[Some data]

::::

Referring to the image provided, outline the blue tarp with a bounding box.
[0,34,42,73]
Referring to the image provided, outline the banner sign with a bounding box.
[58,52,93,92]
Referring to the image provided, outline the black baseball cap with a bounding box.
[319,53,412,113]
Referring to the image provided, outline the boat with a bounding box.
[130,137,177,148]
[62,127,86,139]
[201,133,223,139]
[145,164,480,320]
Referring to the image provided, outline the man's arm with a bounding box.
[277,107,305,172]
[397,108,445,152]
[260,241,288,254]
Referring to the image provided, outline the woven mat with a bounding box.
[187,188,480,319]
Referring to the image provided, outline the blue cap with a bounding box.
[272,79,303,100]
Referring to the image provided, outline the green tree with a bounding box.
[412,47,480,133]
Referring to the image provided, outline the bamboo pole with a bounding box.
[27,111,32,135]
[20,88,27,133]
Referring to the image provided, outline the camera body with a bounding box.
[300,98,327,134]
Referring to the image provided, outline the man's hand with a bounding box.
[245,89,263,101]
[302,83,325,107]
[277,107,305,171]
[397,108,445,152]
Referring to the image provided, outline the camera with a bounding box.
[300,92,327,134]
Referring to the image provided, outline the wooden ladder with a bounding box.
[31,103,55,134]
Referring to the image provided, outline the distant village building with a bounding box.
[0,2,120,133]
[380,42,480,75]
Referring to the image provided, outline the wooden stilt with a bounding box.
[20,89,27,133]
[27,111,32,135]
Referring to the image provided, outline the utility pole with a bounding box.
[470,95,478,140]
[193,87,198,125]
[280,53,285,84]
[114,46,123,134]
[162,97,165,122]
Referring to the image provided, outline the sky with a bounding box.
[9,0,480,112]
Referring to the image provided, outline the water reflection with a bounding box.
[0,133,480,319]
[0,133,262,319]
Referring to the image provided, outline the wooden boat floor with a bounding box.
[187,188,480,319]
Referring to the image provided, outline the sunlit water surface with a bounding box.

::::

GIVEN INSTRUCTION. Reproduce the stretch of the data from the line containing "Referring to the image provided, outline the camera body" through the line containing "[31,103,55,134]", renaming "camera" to "camcorder" and leaving everything else unchanged.

THE SOLUTION.
Referring to the image provided, outline the camcorder body with a bounding box.
[300,98,327,134]
Referring to the image provided, outline the man's hand with a bounding box.
[245,89,263,101]
[302,83,325,107]
[277,107,305,171]
[397,108,445,152]
Referring to the image provided, outline the camcorder with a bounding box.
[300,92,327,134]
Referring to the image provided, outline the wooden ladder with a bounding box.
[31,103,55,134]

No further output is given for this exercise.